**WHAT IS EXPECTED**
Convert the lines below into a JSON list of strings, with one string for each line. Omit blank lines and the pictures.

**THE RECORDS**
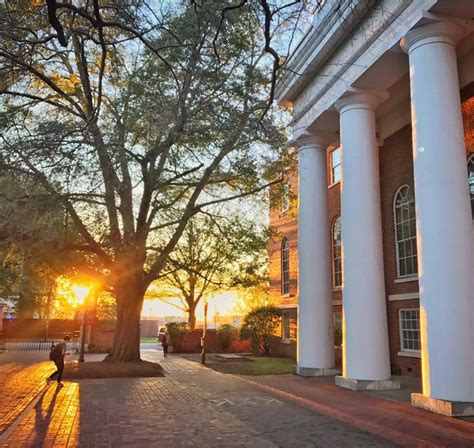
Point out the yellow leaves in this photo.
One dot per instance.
(68, 84)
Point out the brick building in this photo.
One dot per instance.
(380, 241)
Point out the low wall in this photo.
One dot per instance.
(36, 328)
(149, 328)
(191, 342)
(102, 335)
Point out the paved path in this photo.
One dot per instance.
(195, 406)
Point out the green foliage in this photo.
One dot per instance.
(259, 326)
(226, 335)
(176, 332)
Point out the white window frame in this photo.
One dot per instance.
(333, 258)
(405, 277)
(285, 284)
(285, 327)
(470, 160)
(285, 198)
(335, 181)
(401, 330)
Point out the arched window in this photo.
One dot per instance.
(470, 173)
(337, 253)
(285, 267)
(405, 232)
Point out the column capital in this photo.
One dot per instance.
(361, 99)
(437, 32)
(316, 140)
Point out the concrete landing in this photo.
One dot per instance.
(443, 407)
(354, 384)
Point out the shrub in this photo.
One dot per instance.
(176, 332)
(226, 334)
(259, 326)
(242, 346)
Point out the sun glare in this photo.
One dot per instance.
(74, 293)
(81, 293)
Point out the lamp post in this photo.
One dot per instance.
(203, 339)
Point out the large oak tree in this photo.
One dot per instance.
(134, 119)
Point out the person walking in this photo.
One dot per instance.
(165, 342)
(57, 354)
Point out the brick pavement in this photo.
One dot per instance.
(19, 384)
(196, 406)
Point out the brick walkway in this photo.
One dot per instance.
(196, 406)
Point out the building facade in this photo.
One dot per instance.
(378, 240)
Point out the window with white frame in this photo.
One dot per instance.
(285, 267)
(285, 198)
(470, 173)
(336, 166)
(410, 330)
(337, 253)
(405, 232)
(285, 326)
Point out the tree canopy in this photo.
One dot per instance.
(135, 118)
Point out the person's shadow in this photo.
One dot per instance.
(43, 416)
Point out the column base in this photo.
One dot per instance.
(309, 371)
(443, 407)
(353, 384)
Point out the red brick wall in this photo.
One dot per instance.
(400, 364)
(102, 335)
(396, 169)
(286, 226)
(191, 342)
(35, 328)
(467, 98)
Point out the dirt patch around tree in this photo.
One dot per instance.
(101, 369)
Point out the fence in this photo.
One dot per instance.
(35, 344)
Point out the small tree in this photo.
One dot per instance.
(259, 326)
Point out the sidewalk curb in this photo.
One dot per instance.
(27, 409)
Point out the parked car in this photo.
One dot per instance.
(161, 332)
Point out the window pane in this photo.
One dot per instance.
(401, 249)
(402, 267)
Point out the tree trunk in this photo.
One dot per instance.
(126, 346)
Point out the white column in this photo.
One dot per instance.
(445, 250)
(366, 361)
(315, 352)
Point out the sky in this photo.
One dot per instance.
(223, 304)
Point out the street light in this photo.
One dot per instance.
(203, 339)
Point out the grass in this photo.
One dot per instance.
(101, 369)
(258, 365)
(148, 340)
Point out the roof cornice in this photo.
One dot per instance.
(330, 26)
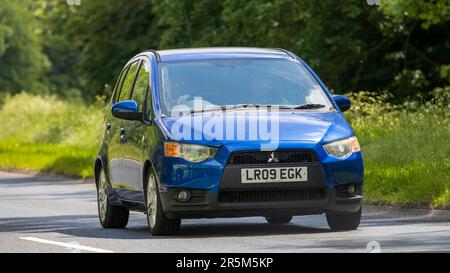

**OUTPUT BELOW**
[
  "Point out the yellow leaves in this photo.",
  "One dot per instance.",
  "(68, 84)",
  "Point out the brick building in this photo.",
  "One dot per instance.",
  "(380, 241)",
  "Point out the low wall in this photo.",
  "One dot per instance.",
  "(36, 328)",
  "(149, 328)",
  "(191, 342)",
  "(102, 335)",
  "Point out the paved path in this photo.",
  "One dot per instance.",
  "(195, 406)",
  "Point out the green foliage in this photo.",
  "One dot per instance.",
  "(259, 326)",
  "(226, 335)",
  "(176, 332)",
  "Point out the white window frame in this photo.",
  "One dot per instance.",
  "(333, 258)",
  "(405, 277)",
  "(285, 284)",
  "(285, 327)",
  "(470, 160)",
  "(285, 198)",
  "(335, 181)",
  "(401, 330)",
  "Point out the arched window in this photo.",
  "One dot per instance.",
  "(470, 173)",
  "(337, 253)",
  "(285, 267)",
  "(405, 232)",
  "Point out the column capital in this photo.",
  "One dot per instance.",
  "(361, 99)",
  "(437, 32)",
  "(316, 140)",
  "Point out the concrete landing in this photo.",
  "One dot per instance.",
  "(443, 407)",
  "(354, 384)",
  "Point out the shrub in this photo.",
  "One dot per instance.",
  "(176, 332)",
  "(226, 334)",
  "(259, 326)",
  "(242, 346)",
  "Point out the sun glare in this photo.",
  "One dot per instance.",
  "(74, 293)",
  "(81, 293)",
  "Point out the lamp post in this photo.",
  "One dot per instance.",
  "(203, 339)",
  "Point out the large oak tree in this photo.",
  "One dot per instance.",
  "(134, 119)",
  "Point out the person walking in this photo.",
  "One dot per instance.",
  "(165, 342)",
  "(57, 354)",
  "Point out the brick pavement in this photo.",
  "One dot per instance.",
  "(19, 384)",
  "(196, 406)",
  "Point out the brick walkway in this photo.",
  "One dot per instance.",
  "(196, 406)",
  "Point out the building facade in this photo.",
  "One dot per instance.",
  "(378, 240)",
  "Point out the window with white frame in this photo.",
  "One dot per instance.",
  "(285, 267)",
  "(285, 198)",
  "(470, 173)",
  "(336, 166)",
  "(410, 330)",
  "(337, 253)",
  "(405, 232)",
  "(285, 326)",
  "Point out the tree canopy in this photo.",
  "One dot per instance.",
  "(135, 118)",
  "Point out the person's shadow in this photo.",
  "One dot per instance.",
  "(43, 416)",
  "Point out the column base in this photo.",
  "One dot per instance.",
  "(309, 371)",
  "(443, 407)",
  "(353, 384)",
  "Point out the red brick wall in this photo.",
  "One dot per instance.",
  "(400, 364)",
  "(102, 335)",
  "(396, 169)",
  "(286, 226)",
  "(191, 342)",
  "(35, 328)",
  "(467, 98)",
  "Point out the dirt patch around tree in this photo.",
  "One dot per instance.",
  "(101, 369)",
  "Point out the fence in this photo.",
  "One dot per instance.",
  "(35, 344)",
  "Point out the small tree in this photo.",
  "One dot per instance.",
  "(259, 326)",
  "Point out the sidewalk curb in this photo.",
  "One dot per instance.",
  "(27, 409)",
  "Point out the parked car in this photo.",
  "One dot per instance.",
  "(161, 332)",
  "Point out the window pane in this photo.",
  "One dot per instance.",
  "(401, 249)",
  "(402, 267)",
  "Point out the tree trunk in this photo.",
  "One dot per instance.",
  "(126, 346)",
  "Point out the white column in this photo.",
  "One dot per instance.",
  "(445, 250)",
  "(366, 361)",
  "(315, 352)",
  "Point out the sky in this photo.",
  "One dot per instance.",
  "(223, 304)",
  "Point out the street light in this photo.",
  "One dot per instance.",
  "(203, 339)",
  "Point out the grass in this photo.",
  "One dot per instance.",
  "(101, 369)",
  "(258, 365)",
  "(148, 340)",
  "Point out the roof cornice in this photo.",
  "One dot per instance.",
  "(330, 26)"
]